• _COMPLETE THE FOLLOWING_:
1. Translate this sentence from the excerpt about the robot comedian into Spanish: "The robot, standing perfectly immobile, was clacking wildly, grinding his gears and pinging his wires as if he were coming apart."
2. For each statement below, decide whether the excerpt about the robot comedian supports it. Answer yes or no and quote the words of the excerpt that settle it.
(a) The Jester was published by Thrilling Wonder Stories in 1951.
(b) Cost was a limit when Rupert was built.
(c) Rupert laughs at jokes told by other people.
3. Answer these questions from the excerpt about the robot comedian.
(a) What does Rupert say when asked to tell a joke?
(b) What gadget does the mechanic call "another gimmick"?
(c) Who wrote The Jester?

• _EXCERPT_:
Lester the Jester decides to test his new robot comedian Rupert.

"Hey, Rupert, tell me a joke."

Rupert's mouth opened. His voice clacked out, rising and falling like a sine wave. "On what subject, sir?"

The Rholg's mechanic leaned across his flat purple chest. "That's another gimmick - a meson filter. You said you wanted him to be able to distinguish between laugh-power in different gags so he could fit them to the audience. And price was no object. That's all you have to tell a tech. They knocked themselves out developing a gadget to do the job just right..."

Technovelgy from The Jester, by William Tenn.
Published by Thrilling Wonder Stories in 1951
Additional resources -

Rupert the robot comedian is also a very early example of a machine that is able to laugh - in this case, at his own jokes:

The robot, standing perfectly immobile, was clacking wildly, grinding his gears and pinging his wires as if he were coming apart.

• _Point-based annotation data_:
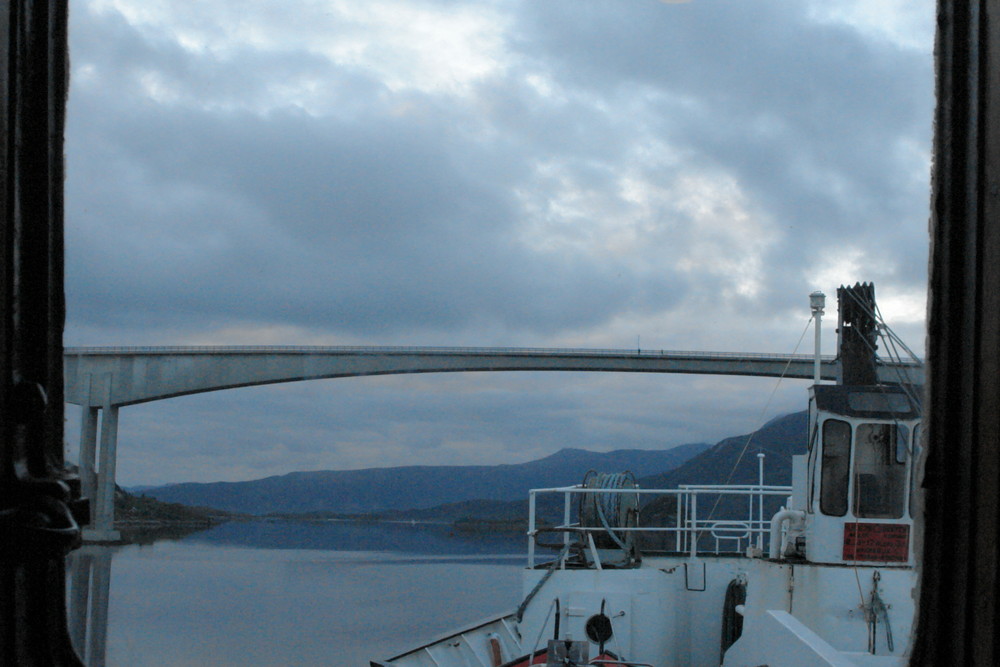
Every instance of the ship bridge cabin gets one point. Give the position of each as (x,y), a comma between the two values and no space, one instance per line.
(856,483)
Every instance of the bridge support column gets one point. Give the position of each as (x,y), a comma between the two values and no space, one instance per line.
(103,506)
(99,485)
(88,454)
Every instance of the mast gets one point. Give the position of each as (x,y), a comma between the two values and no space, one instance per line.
(858,331)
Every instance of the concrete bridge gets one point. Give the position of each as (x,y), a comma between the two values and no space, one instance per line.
(103,379)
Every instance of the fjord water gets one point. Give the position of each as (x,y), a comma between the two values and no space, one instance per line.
(287,593)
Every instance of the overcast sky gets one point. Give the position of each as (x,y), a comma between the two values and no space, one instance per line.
(473,172)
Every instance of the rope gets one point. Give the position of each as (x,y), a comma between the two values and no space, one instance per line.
(612,502)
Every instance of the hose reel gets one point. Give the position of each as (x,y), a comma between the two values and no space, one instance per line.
(611,511)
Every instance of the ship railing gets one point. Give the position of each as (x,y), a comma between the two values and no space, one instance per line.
(702,519)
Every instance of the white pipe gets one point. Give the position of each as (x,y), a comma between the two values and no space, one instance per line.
(774,549)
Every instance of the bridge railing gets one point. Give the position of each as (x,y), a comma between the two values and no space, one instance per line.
(695,527)
(370,349)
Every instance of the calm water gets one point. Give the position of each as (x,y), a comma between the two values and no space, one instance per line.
(292,594)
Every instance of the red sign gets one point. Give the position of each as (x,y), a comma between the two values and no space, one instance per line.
(884,542)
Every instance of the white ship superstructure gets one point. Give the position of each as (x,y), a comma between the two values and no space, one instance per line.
(817,573)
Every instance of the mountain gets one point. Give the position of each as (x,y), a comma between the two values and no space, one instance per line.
(415,487)
(778,440)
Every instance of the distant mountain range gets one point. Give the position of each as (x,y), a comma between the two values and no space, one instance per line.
(379,490)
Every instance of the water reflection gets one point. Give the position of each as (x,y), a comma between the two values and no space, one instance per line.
(281,593)
(87,596)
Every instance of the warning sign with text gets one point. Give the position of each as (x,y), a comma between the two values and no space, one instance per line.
(884,542)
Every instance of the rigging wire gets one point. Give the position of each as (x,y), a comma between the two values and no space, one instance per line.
(760,420)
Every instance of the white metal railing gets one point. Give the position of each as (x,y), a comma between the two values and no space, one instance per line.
(697,526)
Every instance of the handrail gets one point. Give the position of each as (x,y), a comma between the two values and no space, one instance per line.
(689,528)
(429,350)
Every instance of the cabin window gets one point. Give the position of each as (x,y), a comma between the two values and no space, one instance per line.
(902,443)
(879,475)
(836,466)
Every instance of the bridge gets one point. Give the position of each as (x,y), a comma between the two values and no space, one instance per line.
(104,379)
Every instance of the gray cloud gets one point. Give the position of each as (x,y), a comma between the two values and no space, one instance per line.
(680,173)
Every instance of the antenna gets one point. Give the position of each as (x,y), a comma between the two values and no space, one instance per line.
(817,301)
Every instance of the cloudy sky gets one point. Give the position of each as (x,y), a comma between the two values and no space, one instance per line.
(575,173)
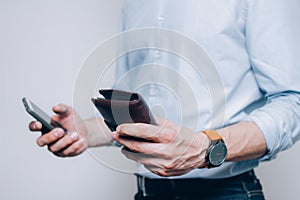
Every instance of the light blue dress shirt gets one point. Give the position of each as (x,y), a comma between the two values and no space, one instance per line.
(255,47)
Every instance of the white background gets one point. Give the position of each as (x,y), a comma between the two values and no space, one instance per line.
(42,46)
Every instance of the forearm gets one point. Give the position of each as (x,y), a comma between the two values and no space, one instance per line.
(244,141)
(98,133)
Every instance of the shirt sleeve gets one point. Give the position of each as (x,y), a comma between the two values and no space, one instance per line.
(272,35)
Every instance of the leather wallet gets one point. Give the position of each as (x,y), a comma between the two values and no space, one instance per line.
(119,107)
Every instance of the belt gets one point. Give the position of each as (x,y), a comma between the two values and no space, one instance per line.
(193,186)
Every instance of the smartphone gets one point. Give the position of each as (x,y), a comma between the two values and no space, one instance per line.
(38,114)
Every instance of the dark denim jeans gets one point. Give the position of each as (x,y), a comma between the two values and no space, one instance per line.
(245,186)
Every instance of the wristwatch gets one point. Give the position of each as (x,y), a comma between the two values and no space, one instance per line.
(217,150)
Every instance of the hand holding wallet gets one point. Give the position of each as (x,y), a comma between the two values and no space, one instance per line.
(119,107)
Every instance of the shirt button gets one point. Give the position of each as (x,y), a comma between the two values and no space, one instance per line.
(157,55)
(160,18)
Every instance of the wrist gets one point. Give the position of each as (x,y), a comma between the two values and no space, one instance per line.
(201,144)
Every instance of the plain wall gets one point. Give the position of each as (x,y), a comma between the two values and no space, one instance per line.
(43,44)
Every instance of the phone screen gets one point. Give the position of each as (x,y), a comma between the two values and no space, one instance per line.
(37,113)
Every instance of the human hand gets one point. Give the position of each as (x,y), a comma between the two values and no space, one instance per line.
(70,140)
(171,150)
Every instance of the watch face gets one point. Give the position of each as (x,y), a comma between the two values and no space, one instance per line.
(218,154)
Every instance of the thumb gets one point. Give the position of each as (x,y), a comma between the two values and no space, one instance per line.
(61,109)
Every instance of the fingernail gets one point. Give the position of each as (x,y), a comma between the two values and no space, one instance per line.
(74,136)
(81,141)
(59,132)
(118,129)
(114,135)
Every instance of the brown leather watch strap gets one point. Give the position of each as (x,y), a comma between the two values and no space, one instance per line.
(212,134)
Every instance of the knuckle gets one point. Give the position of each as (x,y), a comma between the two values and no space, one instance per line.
(170,135)
(39,143)
(135,147)
(169,166)
(141,127)
(165,155)
(163,173)
(53,148)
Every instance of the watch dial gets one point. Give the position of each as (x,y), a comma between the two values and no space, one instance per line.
(218,154)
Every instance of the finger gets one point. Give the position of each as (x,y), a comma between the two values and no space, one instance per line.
(149,148)
(64,142)
(35,126)
(138,157)
(61,109)
(50,137)
(147,131)
(75,149)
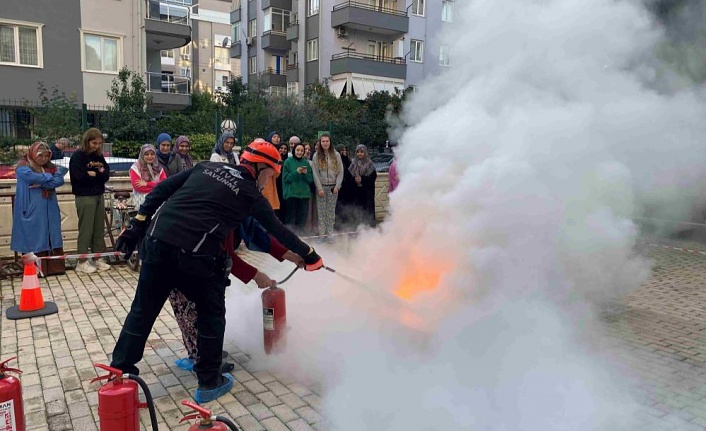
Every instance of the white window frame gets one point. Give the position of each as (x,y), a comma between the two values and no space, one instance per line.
(292,88)
(252,28)
(119,53)
(447,11)
(312,49)
(312,7)
(444,55)
(418,7)
(412,51)
(38,33)
(252,65)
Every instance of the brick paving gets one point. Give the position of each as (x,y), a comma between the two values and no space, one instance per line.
(658,332)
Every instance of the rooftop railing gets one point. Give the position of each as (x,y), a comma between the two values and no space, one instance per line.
(369,7)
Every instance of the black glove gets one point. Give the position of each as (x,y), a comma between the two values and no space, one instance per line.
(131,236)
(313,261)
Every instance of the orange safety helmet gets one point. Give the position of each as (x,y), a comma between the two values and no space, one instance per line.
(261,151)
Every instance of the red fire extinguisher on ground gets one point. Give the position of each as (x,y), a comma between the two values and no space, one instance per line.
(12,416)
(118,401)
(207,420)
(274,319)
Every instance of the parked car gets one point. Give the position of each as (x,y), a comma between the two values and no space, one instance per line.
(382,161)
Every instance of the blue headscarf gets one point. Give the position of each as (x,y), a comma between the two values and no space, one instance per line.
(218,149)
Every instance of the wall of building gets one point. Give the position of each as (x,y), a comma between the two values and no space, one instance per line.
(61,53)
(114,18)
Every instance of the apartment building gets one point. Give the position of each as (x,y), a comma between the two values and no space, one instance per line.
(79,47)
(356,47)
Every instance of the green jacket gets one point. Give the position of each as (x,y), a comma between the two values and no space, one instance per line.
(294,184)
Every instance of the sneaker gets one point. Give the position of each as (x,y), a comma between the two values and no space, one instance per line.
(101,265)
(203,395)
(186,364)
(85,267)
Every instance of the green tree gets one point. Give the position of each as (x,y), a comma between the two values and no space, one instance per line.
(56,116)
(127,119)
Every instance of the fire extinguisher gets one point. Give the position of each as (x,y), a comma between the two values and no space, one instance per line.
(12,416)
(207,420)
(274,319)
(118,401)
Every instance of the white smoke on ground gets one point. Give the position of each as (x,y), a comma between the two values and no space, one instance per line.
(522,169)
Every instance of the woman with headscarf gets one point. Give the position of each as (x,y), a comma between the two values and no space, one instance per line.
(282,211)
(364,175)
(36,220)
(223,151)
(171,163)
(182,146)
(145,173)
(297,177)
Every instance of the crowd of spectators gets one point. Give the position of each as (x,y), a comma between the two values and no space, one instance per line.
(319,192)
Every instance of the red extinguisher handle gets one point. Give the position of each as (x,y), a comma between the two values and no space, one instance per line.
(113,373)
(5,369)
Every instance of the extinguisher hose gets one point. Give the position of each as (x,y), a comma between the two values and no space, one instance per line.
(228,422)
(148,399)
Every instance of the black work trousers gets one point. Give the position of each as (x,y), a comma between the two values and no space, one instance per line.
(201,279)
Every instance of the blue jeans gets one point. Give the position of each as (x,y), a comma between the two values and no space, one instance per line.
(201,279)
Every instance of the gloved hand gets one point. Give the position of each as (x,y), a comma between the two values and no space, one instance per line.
(263,280)
(313,261)
(131,236)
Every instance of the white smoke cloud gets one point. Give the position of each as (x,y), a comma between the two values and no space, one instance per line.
(522,169)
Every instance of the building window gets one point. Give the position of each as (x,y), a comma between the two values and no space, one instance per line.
(416,51)
(312,49)
(235,32)
(447,11)
(444,55)
(312,7)
(186,52)
(252,28)
(276,20)
(21,44)
(418,7)
(252,65)
(100,53)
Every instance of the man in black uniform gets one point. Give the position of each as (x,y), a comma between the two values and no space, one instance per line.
(183,249)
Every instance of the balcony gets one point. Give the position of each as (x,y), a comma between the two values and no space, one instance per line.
(364,17)
(293,29)
(279,4)
(168,91)
(293,72)
(221,63)
(352,62)
(273,78)
(275,40)
(167,25)
(236,49)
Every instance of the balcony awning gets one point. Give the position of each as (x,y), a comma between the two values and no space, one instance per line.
(336,86)
(362,86)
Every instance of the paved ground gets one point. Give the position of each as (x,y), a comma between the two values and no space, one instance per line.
(658,331)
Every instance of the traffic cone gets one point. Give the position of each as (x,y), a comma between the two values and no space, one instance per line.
(31,301)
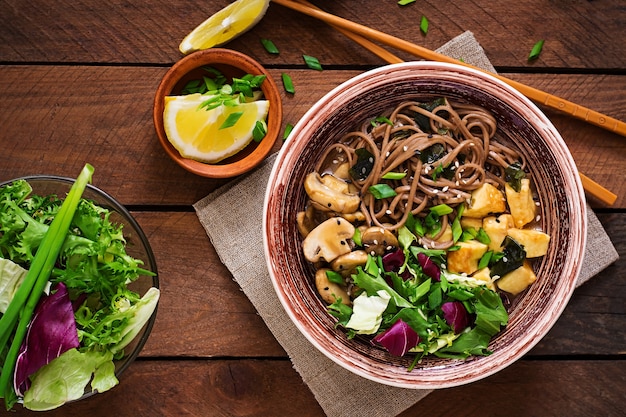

• _ANSWERS TO EACH TASK_:
1. El robot, de pie y completamente inmóvil, traqueteaba frenéticamente, haciendo rechinar sus engranajes y vibrar sus cables como si se estuviera desarmando.

2.
(a) Yes: "Published by Thrilling Wonder Stories in 1951"
(b) No: "And price was no object."
(c) No: "in this case, at his own jokes"

3.
(a) "On what subject, sir?"
(b) A meson filter.
(c) William Tenn.